» **JOB**:
Answer these questions from the essay on Canada and mutual accommodation:
(a) After agreeing with the author, what did magician Jeff McBride add?
(b) On what date did the Western world's positive stretch after 1945 end?
(c) According to the essay, what is the shared Canadian story?

» **TEXT SEGMENT**:
---
Two ideas: Canada is magic, and that magic has conjured up one of history's truly transformational ways in which to do things better.
How is Canada magic? I once told magician Jeff McBride that magic would not be magic if it really were magic. He agreed and added that all creativity involves overcoming limits.
Canada's magic results from the way it has overcome the limits of geography and history in its relations first with France and Britain and then with the United States. These stories create our magic. In the current challenging times for Canada and the world, we need to understand them and use them to advantage.
Unfortunately, Canada is still an unknown country – for example, it has a shared story, but no one really knows what that story is. It is high time Canadians had a national conversation about it.
At the dawn of this century, we began a new moment in history. Good moments are often followed by bad stretches, and the Western world enjoyed a positive stretch after 1945. It ended on Sept. 11, 2001, and in the years since we have faced the post-2008 economic and financial crises, the geopolitical challenges of Vladimir Putin's Russia, and Islamic State terrorism in the Middle East. The postwar inclusive global order is becoming less global and less inclusive.
What story do Canadians share? Throughout their history, they have exhibited a stronger drive toward mutual accommodation than any other country – especially in comparison with the United States, which is currently paralyzed by divisions. Mutual accommodation – the shared Canadian story – is crucial to Canada today and to all the world.
Here are some fundamental ideas to spark the much-needed national conversation. When considered together, they put Canada and mutual accommodation at the centre of the next stage in world history.
---
» **MATERIAL**:
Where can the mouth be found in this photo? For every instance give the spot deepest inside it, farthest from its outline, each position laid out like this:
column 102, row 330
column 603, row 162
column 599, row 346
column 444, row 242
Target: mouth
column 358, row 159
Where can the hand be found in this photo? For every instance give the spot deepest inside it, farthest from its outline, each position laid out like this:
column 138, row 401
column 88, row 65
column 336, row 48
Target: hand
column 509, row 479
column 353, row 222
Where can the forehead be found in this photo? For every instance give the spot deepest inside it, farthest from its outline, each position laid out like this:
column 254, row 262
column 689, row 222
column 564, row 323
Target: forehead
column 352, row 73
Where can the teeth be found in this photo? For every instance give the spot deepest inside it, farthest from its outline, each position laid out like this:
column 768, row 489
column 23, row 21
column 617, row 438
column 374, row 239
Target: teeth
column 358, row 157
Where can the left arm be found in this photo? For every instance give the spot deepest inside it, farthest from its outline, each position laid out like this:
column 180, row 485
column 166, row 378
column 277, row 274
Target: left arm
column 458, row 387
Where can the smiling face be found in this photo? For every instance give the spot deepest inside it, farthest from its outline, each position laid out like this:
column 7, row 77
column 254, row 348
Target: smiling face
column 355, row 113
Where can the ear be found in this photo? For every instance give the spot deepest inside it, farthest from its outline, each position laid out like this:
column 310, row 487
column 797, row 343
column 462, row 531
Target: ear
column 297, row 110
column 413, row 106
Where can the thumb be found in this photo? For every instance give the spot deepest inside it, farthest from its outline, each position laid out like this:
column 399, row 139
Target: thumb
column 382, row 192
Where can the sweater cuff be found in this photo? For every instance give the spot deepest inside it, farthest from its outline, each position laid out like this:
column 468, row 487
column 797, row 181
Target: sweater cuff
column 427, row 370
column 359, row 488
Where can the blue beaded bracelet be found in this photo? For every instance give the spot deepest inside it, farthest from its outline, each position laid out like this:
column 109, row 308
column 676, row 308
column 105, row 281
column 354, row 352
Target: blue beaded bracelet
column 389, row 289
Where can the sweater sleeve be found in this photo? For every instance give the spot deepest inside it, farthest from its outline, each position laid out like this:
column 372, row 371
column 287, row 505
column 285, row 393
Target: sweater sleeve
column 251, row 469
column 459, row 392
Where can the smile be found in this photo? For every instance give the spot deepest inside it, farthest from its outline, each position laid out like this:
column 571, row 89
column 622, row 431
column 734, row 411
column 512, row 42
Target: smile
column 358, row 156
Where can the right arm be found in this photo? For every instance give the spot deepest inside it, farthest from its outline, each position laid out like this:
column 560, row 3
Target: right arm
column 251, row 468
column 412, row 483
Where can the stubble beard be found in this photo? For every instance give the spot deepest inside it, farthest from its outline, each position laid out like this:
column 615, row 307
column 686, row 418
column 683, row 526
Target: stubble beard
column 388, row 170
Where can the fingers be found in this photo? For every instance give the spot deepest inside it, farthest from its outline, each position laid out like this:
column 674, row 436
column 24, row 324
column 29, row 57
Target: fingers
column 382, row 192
---
» **COMPLETE ANSWER**:
(a) He added that all creativity involves overcoming limits.
(b) It ended on Sept. 11, 2001.
(c) The shared Canadian story is mutual accommodation.